Exactly the lines starting at the line containing "Labeling round 2. The target category is sheep hind" and ending at the line containing "Labeling round 2. The target category is green" are to be written out from the listing below, both included.

# [Given records]

■ ■ ■ ■ ■ ■ ■

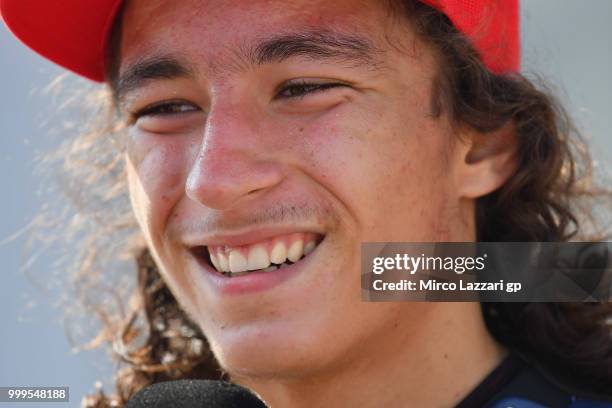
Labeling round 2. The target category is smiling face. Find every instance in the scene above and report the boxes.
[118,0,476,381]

■ ■ ■ ■ ■ ■ ■

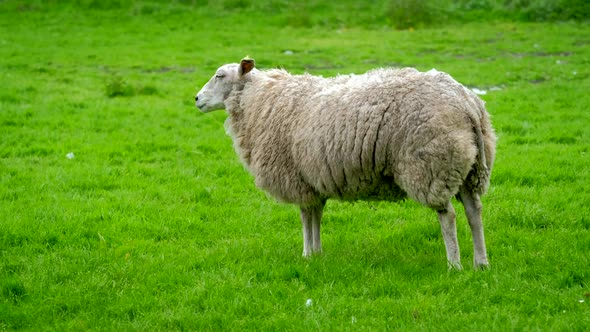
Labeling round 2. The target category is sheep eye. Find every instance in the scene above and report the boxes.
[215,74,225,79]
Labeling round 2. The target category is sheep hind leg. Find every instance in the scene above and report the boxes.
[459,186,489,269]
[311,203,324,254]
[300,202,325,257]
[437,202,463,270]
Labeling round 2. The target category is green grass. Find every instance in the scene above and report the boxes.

■ ■ ■ ■ ■ ■ ■

# [Task output]
Labeling round 2. The target category is sheep hind leg. Find every instance in the scene above and report the boxes.
[459,186,489,269]
[311,203,324,254]
[300,202,325,257]
[437,202,463,270]
Labeling round 2. The target category is green grass. Find every instance in the scene above and report the boxes.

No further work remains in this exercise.